**Written problem**
Count the lines below that contain the string "query". Reply with the number alone.

**Extracted information**
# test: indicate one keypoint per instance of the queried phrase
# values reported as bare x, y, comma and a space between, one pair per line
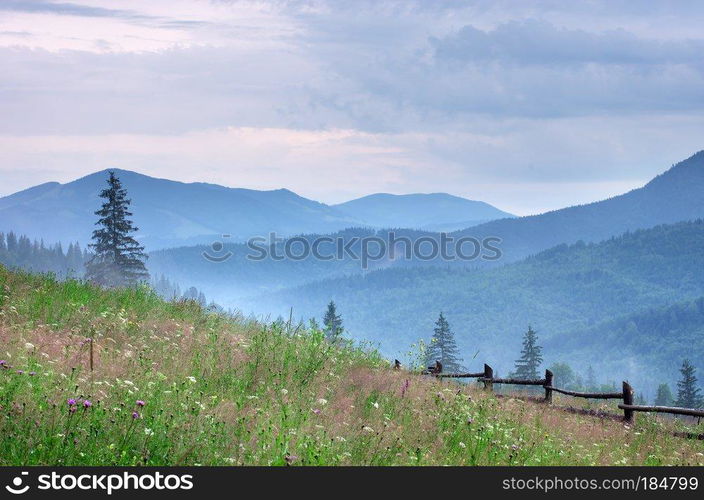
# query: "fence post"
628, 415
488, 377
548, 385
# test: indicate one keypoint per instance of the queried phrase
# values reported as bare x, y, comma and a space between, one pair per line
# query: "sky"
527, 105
==
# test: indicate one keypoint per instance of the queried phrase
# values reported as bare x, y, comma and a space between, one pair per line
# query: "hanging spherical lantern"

**Output for this task**
3